◆ Aim of the exercise
Restate the data below word for word, omitting pictures.

◆ Data for processing
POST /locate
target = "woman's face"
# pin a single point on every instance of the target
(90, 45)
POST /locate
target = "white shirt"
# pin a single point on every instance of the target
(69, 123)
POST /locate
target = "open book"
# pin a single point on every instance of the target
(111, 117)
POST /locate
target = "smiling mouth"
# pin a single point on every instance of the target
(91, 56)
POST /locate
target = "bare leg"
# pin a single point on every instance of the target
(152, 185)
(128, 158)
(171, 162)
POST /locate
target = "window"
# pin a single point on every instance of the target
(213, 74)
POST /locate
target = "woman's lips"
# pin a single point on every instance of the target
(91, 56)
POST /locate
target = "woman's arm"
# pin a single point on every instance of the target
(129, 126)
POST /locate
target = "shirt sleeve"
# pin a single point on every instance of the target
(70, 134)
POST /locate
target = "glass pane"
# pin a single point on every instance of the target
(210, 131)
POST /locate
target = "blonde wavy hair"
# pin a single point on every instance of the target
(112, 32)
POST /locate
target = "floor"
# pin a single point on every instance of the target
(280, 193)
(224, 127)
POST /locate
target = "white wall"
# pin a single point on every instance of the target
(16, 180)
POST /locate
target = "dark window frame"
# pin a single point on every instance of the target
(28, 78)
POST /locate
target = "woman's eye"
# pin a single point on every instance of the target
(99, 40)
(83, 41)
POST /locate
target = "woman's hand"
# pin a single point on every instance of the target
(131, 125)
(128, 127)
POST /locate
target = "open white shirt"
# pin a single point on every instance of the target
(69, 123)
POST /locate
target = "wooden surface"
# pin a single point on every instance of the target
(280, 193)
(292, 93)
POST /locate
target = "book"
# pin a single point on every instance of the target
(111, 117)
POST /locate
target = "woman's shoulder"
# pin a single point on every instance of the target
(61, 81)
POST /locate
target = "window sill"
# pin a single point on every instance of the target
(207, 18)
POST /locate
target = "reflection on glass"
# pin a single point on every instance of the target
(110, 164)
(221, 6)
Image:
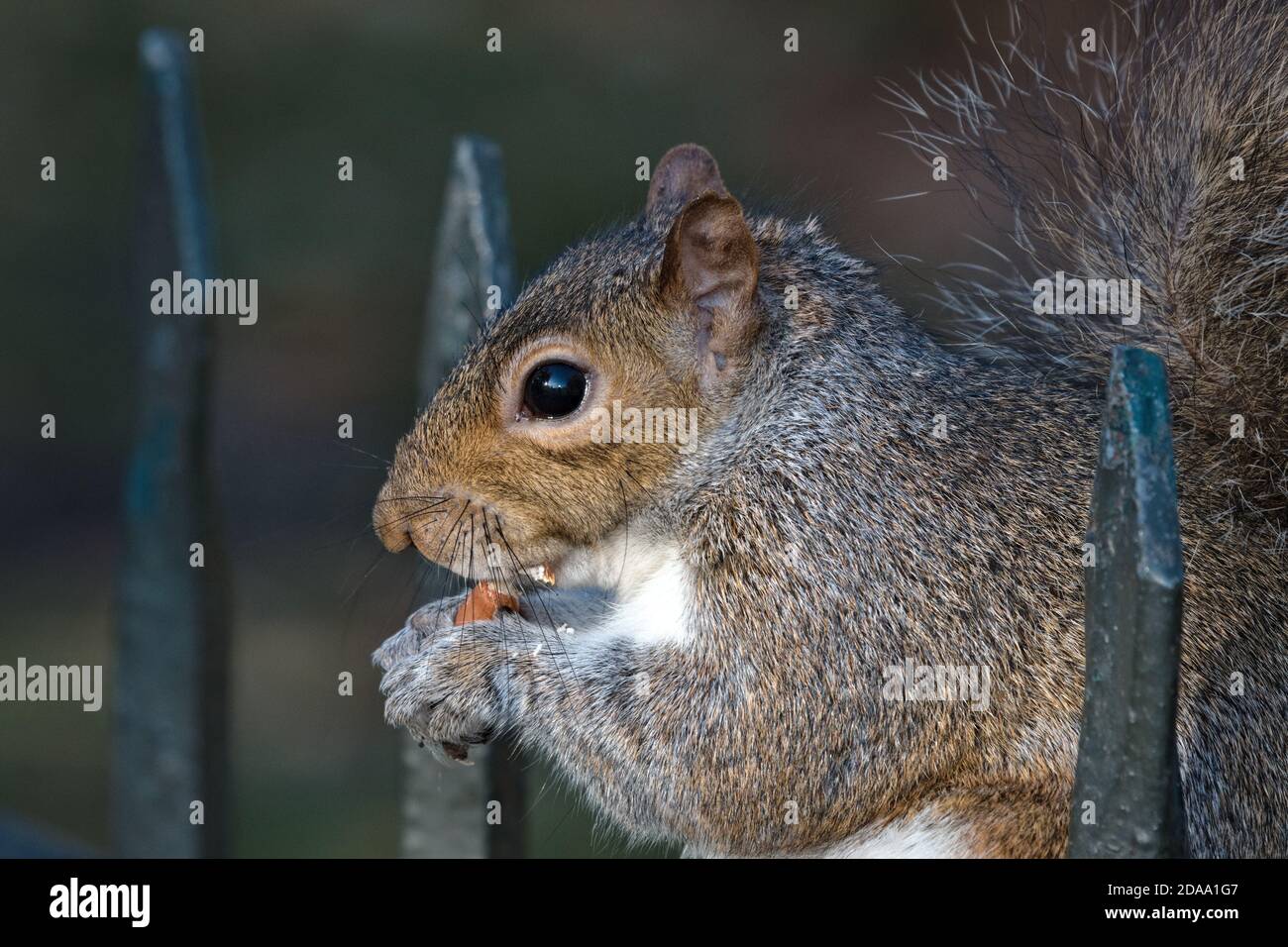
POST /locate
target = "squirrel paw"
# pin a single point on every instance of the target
(424, 626)
(446, 694)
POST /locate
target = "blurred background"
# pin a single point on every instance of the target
(579, 91)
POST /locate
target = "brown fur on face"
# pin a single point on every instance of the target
(661, 330)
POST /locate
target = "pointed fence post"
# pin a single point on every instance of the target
(445, 809)
(1127, 792)
(170, 664)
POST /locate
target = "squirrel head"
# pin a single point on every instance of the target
(574, 403)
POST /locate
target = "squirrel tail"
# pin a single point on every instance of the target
(1154, 150)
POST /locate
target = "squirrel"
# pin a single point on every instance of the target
(712, 661)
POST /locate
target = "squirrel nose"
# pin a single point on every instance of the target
(404, 521)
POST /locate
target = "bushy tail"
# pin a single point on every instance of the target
(1160, 158)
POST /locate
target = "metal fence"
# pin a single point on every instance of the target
(168, 770)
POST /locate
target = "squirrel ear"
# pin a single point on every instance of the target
(709, 268)
(684, 172)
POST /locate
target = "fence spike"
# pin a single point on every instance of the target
(170, 674)
(1127, 789)
(445, 810)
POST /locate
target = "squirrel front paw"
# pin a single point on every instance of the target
(424, 626)
(447, 694)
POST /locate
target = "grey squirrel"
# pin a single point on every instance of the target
(713, 661)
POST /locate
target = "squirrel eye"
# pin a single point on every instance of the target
(554, 389)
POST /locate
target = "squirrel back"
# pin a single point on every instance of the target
(1162, 158)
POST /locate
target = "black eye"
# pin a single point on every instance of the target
(554, 389)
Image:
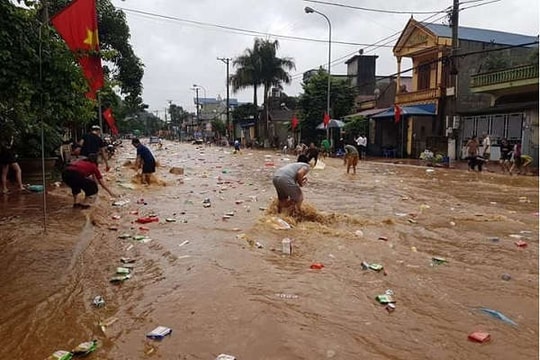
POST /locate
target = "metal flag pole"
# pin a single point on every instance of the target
(40, 51)
(100, 117)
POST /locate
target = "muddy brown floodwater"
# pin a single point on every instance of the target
(205, 277)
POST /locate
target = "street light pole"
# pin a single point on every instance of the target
(310, 10)
(196, 88)
(226, 61)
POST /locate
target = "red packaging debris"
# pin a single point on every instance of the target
(147, 220)
(479, 336)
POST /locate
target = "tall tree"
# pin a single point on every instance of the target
(274, 72)
(261, 66)
(313, 101)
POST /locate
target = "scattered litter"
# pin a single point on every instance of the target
(436, 260)
(376, 267)
(521, 243)
(61, 355)
(385, 299)
(287, 296)
(127, 186)
(122, 270)
(120, 278)
(225, 357)
(497, 315)
(107, 322)
(159, 333)
(35, 188)
(286, 246)
(280, 224)
(147, 220)
(479, 336)
(98, 301)
(85, 348)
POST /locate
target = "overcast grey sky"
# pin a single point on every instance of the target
(178, 53)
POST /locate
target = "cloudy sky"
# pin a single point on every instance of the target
(179, 41)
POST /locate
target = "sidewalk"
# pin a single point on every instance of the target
(492, 166)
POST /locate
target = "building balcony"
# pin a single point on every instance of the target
(419, 97)
(517, 79)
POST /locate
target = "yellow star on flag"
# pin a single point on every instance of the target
(91, 38)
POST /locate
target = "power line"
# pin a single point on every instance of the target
(235, 29)
(391, 38)
(374, 10)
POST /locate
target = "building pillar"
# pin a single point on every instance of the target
(398, 80)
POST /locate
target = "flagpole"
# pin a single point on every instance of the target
(44, 193)
(99, 111)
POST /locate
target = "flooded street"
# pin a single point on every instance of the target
(205, 277)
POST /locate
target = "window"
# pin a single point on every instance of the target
(423, 81)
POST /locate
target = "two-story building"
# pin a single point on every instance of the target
(437, 89)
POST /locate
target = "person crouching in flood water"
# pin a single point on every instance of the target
(288, 181)
(82, 175)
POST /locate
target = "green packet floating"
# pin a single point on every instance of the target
(61, 355)
(385, 299)
(85, 348)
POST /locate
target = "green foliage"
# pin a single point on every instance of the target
(357, 125)
(313, 102)
(495, 62)
(51, 94)
(218, 126)
(243, 112)
(261, 66)
(42, 86)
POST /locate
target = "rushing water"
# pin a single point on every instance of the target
(205, 277)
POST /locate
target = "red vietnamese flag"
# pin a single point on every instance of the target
(397, 113)
(294, 122)
(77, 24)
(107, 114)
(326, 119)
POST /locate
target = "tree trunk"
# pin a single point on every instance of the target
(266, 116)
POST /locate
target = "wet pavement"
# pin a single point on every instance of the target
(218, 278)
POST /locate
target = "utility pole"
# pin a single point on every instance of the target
(452, 114)
(228, 132)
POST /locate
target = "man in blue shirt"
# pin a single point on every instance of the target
(145, 160)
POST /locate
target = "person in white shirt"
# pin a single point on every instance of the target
(486, 151)
(361, 141)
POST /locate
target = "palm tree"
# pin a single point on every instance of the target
(260, 66)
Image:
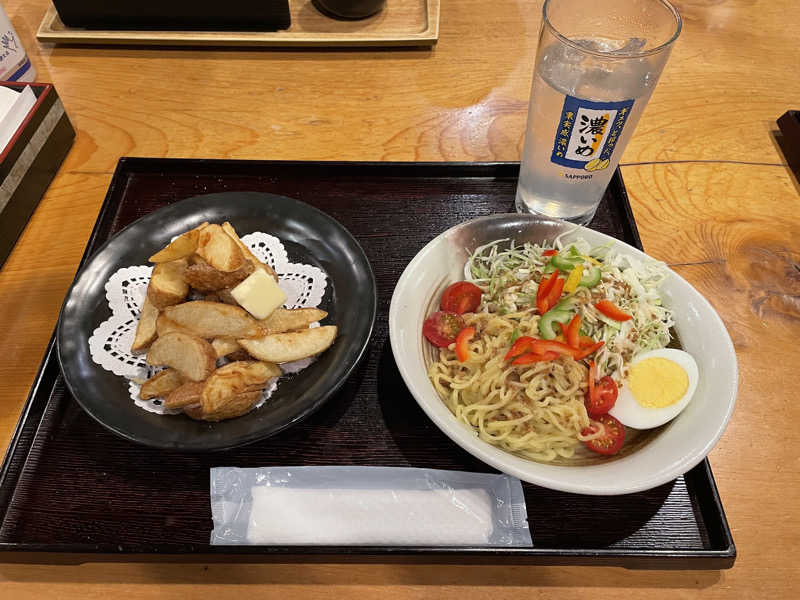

◆ Solution to this task
POST /locate
target = "woman's face"
# pin a single point on every instance of the target
(90, 45)
POST /locate
target = "white shirt"
# pin a single point on every instance of the target
(69, 123)
POST /locate
target = "open book"
# pin a single point on every instance of the target
(111, 117)
POST /locate
target = "smiling mouth"
# pin a single point on every instance of the target
(91, 56)
POST /locate
target = "bare leg"
# pin a single point on every instance of the target
(152, 185)
(128, 158)
(171, 162)
POST /locate
target = "window"
# pin a single point on every instance of the target
(213, 74)
POST /locate
target = "woman's lips"
# pin a single point on every instance of the target
(91, 56)
POST /locate
target = "woman's arm"
# pin a single point on every instance of the target
(129, 126)
POST /locate
target = "shirt sleeve"
# pin a single point on every instance of the target
(70, 134)
POST /locate
target = "glass pane"
# pin a single point on every instance of the target
(210, 131)
POST /locate
target = "blonde wavy hair"
# pin a single point on every instance of the target
(112, 32)
POST /locate
target = "floor"
# pin a single point on every instance of the target
(280, 193)
(224, 127)
POST /locate
target = "white wall"
# pin a single point on every instance of the target
(16, 180)
POST /locate
target = "dark window frame"
# pin a single point on every instance of the target
(28, 78)
POST /locate
target = "woman's eye"
# pin a single point on every instance of the target
(99, 40)
(83, 41)
POST /locate
target = "woman's hand"
# pin a single point on every instance of the target
(131, 125)
(128, 127)
POST /locate
target = "open white shirt"
# pin a single point on every instance of the target
(69, 123)
POST /locate
target = "wooden surface"
# pin a single point on every instance of the target
(280, 193)
(292, 93)
POST /locate
target = "book"
# pin a single point on every instance of the target
(111, 117)
POST /locate
target = "woman's shoulder"
# pin a single point on every instance of the target
(61, 81)
POST /locate
target = "window sill"
# pin a single point on every instance of the target
(207, 18)
POST /locate
target = "reflection on glass"
# pin a single point on every instance of the target
(110, 164)
(221, 6)
Image:
POST /locate
target = "squirrel paw"
# pin a single point on every instance of the target
(424, 626)
(446, 694)
POST /locate
target = "blurred background"
# pin a single point on every instance of the target
(579, 91)
POST /locate
target = "brown fur on face"
# pin a single point on every instance of the target
(661, 330)
POST /locate
target = "pointed fence post"
# pin a single point on every instance of the target
(445, 809)
(1127, 792)
(170, 664)
POST /locate
target = "squirrel head"
# pin a single point on every instance of the target
(574, 403)
POST /locate
target = "squirrel tail"
# pin a single point on every instance of the target
(1154, 150)
POST /locate
target = "squirrel"
# pin a single point on every instance of the target
(712, 661)
POST /locate
target = "squirrel nose"
# pin a single point on every instance of the target
(404, 521)
POST /locate
target = "bushy tail"
# pin a single point on every instance of the target
(1160, 158)
POST /locate
target = "metal fence"
# pin a single point on every instance of the target
(168, 770)
POST /locate
target = "squirrel ear"
# pin a single point on every instance of the target
(709, 268)
(684, 172)
POST /locate
target = "fence spike"
# pin a single point on every instance of the target
(170, 674)
(1127, 789)
(445, 810)
POST /locate
target = "squirrel front paw"
# pin a single point on every instance of the target
(424, 626)
(447, 694)
POST /locate
target = "grey squirrel"
# pin a single point on every instance of the target
(713, 661)
POST /locate
target = "squirrel eye"
# pin a single point on every instance of the target
(554, 389)
POST /locate
target = "squirrel back"
# pin a single point on every instance of the target
(1162, 158)
POST /locate
target = "black eye"
# pin a single point on every instance of the target
(554, 389)
Image:
POST /locate
target = "metal flag pole"
# pin a single point on every instance of the target
(40, 51)
(100, 117)
POST /locate
target = "muddy brown floodwater"
# pin a single point on every instance of the target
(205, 277)
POST /locate
target = "street light pole"
# pin a single point on every instance of the target
(310, 10)
(196, 88)
(226, 61)
POST /locate
target = "red packaging debris"
# pin a single point on every instance of the target
(147, 220)
(479, 336)
POST /locate
target = "tall tree"
# pin a single point on every instance of the target
(274, 72)
(261, 66)
(313, 101)
POST /locate
target = "scattered litter"
# pin a single point on every instance of the target
(436, 260)
(376, 267)
(521, 243)
(61, 355)
(385, 299)
(287, 296)
(127, 186)
(122, 270)
(120, 278)
(225, 357)
(497, 315)
(107, 322)
(159, 333)
(35, 188)
(286, 246)
(280, 224)
(147, 220)
(479, 336)
(98, 301)
(85, 348)
POST /locate
target = "overcast grey sky"
# pin a single point on every instance of the target
(178, 53)
POST /locate
target = "cloudy sky"
# pin a single point on every instance of the target
(179, 41)
POST /locate
target = "sidewalk"
# pin a single point on every instance of the target
(492, 166)
POST /locate
target = "building balcony"
# pin a single point on every instance of the target
(419, 97)
(517, 79)
POST /locate
target = "yellow star on flag"
# pin a single point on every instance of the target
(91, 38)
POST /locate
target = "power line"
# pin a single point on every instance of the target
(235, 29)
(391, 38)
(374, 10)
POST /locate
target = "building pillar"
# pin a single point on every instance of the target
(398, 80)
POST /locate
target = "flagpole"
# pin a single point on every instance of the target
(44, 193)
(99, 111)
POST /locate
target = "flooded street"
# pin a single point on every instance of the target
(205, 277)
POST /locate
target = "window"
# pin a single point on every instance of the target
(423, 81)
POST /locate
target = "two-story building"
# pin a single point on every instance of the target
(437, 89)
POST /locate
target = "person crouching in flood water"
# pin a single point on every instance of the target
(288, 181)
(82, 175)
POST /locate
target = "green packet floating"
# pin a single point on every instance of the target
(61, 355)
(385, 299)
(85, 348)
POST /locate
target = "green foliage"
# pin a single point on every instance of the target
(357, 125)
(313, 102)
(495, 62)
(51, 94)
(218, 126)
(243, 112)
(261, 66)
(42, 86)
POST /locate
target = "rushing water"
# pin a single point on every instance of the target
(205, 277)
POST /locate
target = "red vietnamese flag"
# pin a single point on every instance of the target
(397, 113)
(294, 122)
(77, 24)
(107, 114)
(326, 119)
POST /locate
target = "tree trunk"
# pin a single point on every instance of the target
(266, 116)
POST /locate
target = "wet pavement"
# pin a single point on every instance of the target
(218, 278)
POST /locate
target = "utility pole"
# pin a single point on every instance of the target
(452, 114)
(228, 132)
POST /locate
target = "man in blue shirt"
# pin a single point on every instance of the target
(145, 160)
POST /locate
target = "person in white shirt"
# pin a single point on every instance of the target
(486, 151)
(361, 141)
POST /locate
target = "palm tree"
# pin a single point on every instance of the target
(260, 66)
Image:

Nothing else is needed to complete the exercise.